TEXTO PARA ANÁLISE
Crítica escrita por Victor de Almeida.

Sinopse: O ex-detetive de homicídios Roy Freeman (Russell Crowe) passa por um tratamento revolucionário para Alzheimer quando é chamado para reexaminar um brutal caso de seu passado. Intrigado e lutando para recuperar sua memória, Roy pede a ajuda de seu ex-parceiro (Tommy Flanagan) para retomar a investigação envolvendo um condenado no corredor da morte, que ele prendeu dez anos atrás e que alega inocência. À medida que novos elementos surgem, uma complexa teia de mentiras se revela, forçando Roy a enfrentar uma terrível realidade que muda o seu mundo para sempre.

Caro leitor, dependendo da atenção que você depositar no texto, toda crítica pode conter spoilers!

O CREPÚSCULO DOS DEUSES ou Adeus, Gladiador!

Era uma manhã de sábado, dos últimos meses do ano 2000, e meu pai me levara à locadora de nosso bairro para devolver as fitas rebobinadas assistidas e alugar outras novas – nosso passatempo de fim de semana favorito. Eu havia completado 10 anos, e meu pai me deixava escolher pelo menos um filme; mas naquele dia, tudo estava diferente. Metade da locadora estava apinhada por um único título, em um formato de caixinha fina – estranhei. Os donos da locadora, dois velhinhos simpáticos que nos recomendavam os últimos lançamentos, disseram que se tratava de uma nova tecnologia, o tal de devedê, e que todos os grandes filmes sairiam agora nesse formato. Nosso velho aparelho cassete – ou VHS, para aqueles que preferem as siglas – já não suportava mais a nova mídia; estava ultrapassado. Hoje, percebo que em breve todos ali estaríamos: meu pai, eu, a locadora, seus dois velhinhos simpáticos, e nosso passatempo. Era a virada do século, e a anunciação de que tudo aquilo que vivíamos aos sábados pela manhã, se acabaria para sempre. Mas isso não vem ao caso agora. O tal título, exposto aquele dia em abundância nas prateleiras da locadora, em caixinha fina, era “Gladiador”, de Ridley Scott. Aos 10 anos, eu fitava Russell Crowe como quem décadas antes fitara John Wayne ou Steve McQueen. Ele era o herói inalcançável, disposto a enfrentar o Império Romano na virada do século 20 para o 21.

INFORMAÇÕES FORNECIDAS

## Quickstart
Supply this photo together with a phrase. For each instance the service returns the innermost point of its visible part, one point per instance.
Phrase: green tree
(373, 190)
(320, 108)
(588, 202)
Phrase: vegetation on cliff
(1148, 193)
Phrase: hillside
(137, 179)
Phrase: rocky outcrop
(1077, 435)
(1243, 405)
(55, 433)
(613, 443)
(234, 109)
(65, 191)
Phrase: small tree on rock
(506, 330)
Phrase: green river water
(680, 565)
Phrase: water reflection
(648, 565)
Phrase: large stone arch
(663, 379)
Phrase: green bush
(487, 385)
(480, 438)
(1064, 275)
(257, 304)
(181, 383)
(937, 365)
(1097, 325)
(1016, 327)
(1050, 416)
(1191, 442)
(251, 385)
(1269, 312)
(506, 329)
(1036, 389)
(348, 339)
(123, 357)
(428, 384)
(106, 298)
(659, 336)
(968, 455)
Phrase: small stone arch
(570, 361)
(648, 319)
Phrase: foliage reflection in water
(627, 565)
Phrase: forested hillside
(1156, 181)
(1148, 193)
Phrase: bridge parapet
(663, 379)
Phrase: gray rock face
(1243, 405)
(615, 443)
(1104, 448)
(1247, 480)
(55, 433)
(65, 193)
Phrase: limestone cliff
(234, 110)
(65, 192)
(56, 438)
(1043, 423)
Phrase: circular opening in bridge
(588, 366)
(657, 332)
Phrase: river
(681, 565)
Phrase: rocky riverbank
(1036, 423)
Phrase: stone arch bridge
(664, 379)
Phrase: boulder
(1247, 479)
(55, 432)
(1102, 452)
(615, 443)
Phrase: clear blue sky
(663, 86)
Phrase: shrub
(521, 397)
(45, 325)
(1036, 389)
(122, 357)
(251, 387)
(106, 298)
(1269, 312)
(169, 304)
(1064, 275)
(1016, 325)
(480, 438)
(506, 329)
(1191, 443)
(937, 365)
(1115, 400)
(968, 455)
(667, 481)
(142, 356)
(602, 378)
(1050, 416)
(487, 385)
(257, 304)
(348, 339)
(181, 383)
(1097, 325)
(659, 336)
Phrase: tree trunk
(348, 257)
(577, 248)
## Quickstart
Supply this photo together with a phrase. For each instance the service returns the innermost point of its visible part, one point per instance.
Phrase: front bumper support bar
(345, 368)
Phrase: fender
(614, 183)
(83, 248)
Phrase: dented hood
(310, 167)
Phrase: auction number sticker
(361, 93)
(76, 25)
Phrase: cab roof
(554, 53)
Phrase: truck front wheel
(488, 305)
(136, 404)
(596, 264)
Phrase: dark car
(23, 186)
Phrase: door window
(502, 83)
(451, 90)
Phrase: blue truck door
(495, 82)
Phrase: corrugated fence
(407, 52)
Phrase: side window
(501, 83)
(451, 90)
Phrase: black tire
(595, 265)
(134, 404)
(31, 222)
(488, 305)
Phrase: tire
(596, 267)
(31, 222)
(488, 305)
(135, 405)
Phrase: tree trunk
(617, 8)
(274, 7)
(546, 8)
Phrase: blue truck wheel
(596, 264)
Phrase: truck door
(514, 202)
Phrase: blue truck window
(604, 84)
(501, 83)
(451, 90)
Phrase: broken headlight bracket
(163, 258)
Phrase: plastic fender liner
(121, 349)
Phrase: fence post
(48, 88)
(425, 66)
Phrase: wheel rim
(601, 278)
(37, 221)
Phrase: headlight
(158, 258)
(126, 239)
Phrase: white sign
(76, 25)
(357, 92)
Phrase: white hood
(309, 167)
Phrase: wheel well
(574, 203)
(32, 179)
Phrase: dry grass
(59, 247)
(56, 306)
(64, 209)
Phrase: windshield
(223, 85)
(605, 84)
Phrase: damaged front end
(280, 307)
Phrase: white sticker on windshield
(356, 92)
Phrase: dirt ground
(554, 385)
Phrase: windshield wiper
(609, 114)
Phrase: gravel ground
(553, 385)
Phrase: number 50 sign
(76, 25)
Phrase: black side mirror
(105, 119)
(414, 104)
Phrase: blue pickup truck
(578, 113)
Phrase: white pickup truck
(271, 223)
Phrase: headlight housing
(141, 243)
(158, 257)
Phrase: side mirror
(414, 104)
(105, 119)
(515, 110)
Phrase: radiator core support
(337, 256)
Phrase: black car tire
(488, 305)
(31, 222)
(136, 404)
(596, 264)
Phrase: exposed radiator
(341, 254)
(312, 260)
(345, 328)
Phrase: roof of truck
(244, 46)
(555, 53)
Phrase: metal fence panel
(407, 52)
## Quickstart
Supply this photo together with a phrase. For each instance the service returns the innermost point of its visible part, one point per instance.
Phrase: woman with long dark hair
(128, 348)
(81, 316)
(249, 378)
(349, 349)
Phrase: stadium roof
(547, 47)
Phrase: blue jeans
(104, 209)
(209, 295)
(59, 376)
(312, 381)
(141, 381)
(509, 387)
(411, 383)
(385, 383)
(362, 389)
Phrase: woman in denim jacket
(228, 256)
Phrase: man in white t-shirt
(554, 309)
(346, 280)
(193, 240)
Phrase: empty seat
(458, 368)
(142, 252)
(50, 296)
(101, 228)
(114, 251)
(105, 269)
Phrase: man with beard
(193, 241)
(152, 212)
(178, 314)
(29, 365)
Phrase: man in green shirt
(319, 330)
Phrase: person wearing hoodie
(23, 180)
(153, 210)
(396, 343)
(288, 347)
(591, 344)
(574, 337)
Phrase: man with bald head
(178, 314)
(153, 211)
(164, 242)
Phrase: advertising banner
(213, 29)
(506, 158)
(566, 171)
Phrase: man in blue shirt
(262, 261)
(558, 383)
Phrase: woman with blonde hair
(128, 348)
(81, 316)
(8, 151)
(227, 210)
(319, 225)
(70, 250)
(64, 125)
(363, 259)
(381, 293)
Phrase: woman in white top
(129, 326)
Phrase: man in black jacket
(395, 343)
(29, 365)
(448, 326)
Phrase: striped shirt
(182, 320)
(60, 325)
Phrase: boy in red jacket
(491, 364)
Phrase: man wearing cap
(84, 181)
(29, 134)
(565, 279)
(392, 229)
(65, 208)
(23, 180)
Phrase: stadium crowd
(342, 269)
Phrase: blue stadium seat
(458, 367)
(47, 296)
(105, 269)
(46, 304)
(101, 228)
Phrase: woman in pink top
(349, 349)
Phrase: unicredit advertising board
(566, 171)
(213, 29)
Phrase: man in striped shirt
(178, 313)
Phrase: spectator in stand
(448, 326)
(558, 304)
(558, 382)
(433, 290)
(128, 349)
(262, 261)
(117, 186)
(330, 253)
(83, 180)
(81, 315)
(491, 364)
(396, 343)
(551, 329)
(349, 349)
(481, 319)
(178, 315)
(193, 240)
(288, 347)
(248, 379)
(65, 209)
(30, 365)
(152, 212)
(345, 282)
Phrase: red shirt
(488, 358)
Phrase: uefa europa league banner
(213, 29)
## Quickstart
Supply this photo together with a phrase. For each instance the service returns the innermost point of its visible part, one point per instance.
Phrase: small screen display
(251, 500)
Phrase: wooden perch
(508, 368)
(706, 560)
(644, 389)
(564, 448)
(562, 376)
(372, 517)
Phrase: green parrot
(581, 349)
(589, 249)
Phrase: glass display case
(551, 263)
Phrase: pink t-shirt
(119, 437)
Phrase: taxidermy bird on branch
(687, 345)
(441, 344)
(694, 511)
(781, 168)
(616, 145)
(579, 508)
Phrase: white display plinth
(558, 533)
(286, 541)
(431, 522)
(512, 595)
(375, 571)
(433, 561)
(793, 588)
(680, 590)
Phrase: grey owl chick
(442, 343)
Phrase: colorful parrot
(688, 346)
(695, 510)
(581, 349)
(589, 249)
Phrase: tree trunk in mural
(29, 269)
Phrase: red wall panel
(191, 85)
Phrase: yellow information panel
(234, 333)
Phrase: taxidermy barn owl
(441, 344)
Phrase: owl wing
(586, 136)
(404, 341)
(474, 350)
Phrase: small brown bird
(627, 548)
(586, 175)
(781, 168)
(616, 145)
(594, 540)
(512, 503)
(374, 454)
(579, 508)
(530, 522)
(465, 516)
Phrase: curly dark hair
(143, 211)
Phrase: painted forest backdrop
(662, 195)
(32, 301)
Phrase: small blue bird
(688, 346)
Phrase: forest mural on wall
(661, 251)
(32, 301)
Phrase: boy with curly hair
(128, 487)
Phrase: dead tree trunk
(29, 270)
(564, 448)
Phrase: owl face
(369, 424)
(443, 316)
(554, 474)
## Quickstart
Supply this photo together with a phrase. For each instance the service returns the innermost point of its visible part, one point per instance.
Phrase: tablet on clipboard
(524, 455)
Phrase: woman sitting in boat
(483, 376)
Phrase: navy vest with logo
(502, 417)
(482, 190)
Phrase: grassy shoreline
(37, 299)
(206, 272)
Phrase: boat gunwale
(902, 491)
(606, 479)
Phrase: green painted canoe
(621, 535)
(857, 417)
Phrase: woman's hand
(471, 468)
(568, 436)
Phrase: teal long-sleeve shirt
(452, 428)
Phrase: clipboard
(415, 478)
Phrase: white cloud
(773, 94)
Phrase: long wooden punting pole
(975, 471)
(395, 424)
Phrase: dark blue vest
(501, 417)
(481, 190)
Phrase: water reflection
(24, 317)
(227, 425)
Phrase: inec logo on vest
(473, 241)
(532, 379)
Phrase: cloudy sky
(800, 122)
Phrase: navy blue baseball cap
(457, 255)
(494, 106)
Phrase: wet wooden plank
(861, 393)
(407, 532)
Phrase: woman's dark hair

INSTRUÇÕES A SEGUIR
Por favor, dê seguimento à crítica de cinema a partir da última frase apresentada. As linhas não têm relação com a crítica de cinema.

RESULTADO DA TAREFA
Você, que está lendo essa crítica, talvez pense que me confundi e que em devaneios me desviei completamente do objetivo de meu texto. Talvez esteja certo. Mas é preciso que você compreenda a razão pela qual eu fui assistir ao primeiro filme de Adam Cooper na função de diretor – Russell Crowe está nele. E me perturba a ideia – talvez devesse perturbar a você também – de como o ator que interpretou Maximus nas férias de meio de ano dos anos 2000, há pelos menos uma década se mete nos projetos mais estapafúrdios de Hollywood. Não que “A Teia” seja um péssimo filme, e que “Gladiador” não tenha muitos problemas, mas é que eu esperava algo mais digno do crepúsculo da carreira de meu herói de infância. Em meu egoísmo, alimento a expectativa de que ele volte ao rumo dos grandes projetos, como fez De Niro, e que ao menos ele esteja se divertindo mais do que eu enquanto isso não acontece.

 

ENFIM, A CRÍTICA

Roy Freeman é um ex-detetive de homicídios que sofre do mal de Alzheimer. Enquanto se recupera de um procedimento cirúrgico inovador que promete reconstruir as conexões neurais e, portanto, fazer regredir a doença, Roy é levado a revisitar um antigo caso de assassinato do qual nada se lembra.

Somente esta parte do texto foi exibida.